[The data]
▼
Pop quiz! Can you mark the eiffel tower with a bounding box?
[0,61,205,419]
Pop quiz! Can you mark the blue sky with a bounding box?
▲
▼
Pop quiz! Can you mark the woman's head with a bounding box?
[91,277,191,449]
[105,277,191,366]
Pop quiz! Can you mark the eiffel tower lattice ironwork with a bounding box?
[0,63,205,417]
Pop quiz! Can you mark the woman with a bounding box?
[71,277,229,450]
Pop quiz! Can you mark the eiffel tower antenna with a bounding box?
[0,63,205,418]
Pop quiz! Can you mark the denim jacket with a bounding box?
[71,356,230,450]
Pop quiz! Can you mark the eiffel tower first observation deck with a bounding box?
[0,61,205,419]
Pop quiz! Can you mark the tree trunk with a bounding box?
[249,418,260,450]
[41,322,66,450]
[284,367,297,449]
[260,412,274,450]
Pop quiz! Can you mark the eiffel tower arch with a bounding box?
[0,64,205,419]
▲
▼
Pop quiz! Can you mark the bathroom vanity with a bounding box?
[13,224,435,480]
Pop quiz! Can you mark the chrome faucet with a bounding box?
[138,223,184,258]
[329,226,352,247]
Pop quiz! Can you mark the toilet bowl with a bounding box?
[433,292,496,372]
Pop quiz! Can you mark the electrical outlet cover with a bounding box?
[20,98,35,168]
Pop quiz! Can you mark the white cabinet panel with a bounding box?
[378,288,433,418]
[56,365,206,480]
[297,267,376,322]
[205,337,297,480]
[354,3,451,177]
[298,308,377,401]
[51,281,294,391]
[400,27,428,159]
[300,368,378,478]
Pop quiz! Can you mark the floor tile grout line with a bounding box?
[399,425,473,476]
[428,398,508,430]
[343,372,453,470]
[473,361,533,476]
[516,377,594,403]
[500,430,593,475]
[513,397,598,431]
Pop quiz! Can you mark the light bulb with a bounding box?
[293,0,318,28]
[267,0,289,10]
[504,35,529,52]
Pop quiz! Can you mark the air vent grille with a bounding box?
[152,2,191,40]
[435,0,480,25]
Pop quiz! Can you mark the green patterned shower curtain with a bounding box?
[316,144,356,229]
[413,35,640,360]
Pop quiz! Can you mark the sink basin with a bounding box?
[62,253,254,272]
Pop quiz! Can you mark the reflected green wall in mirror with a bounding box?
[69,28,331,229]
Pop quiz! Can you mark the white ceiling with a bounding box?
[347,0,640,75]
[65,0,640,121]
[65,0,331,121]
▲
[Instructions for the task] Which lines in the records above contain the word "green"? Copy out each of those lines in full, counting a match only when the case is identical.

[Correct result]
Pop quiz! Can you mark the green patterned shower curtain with a bounding box?
Pop quiz! Can you mark the reflected green wall in mirror with a bounding box?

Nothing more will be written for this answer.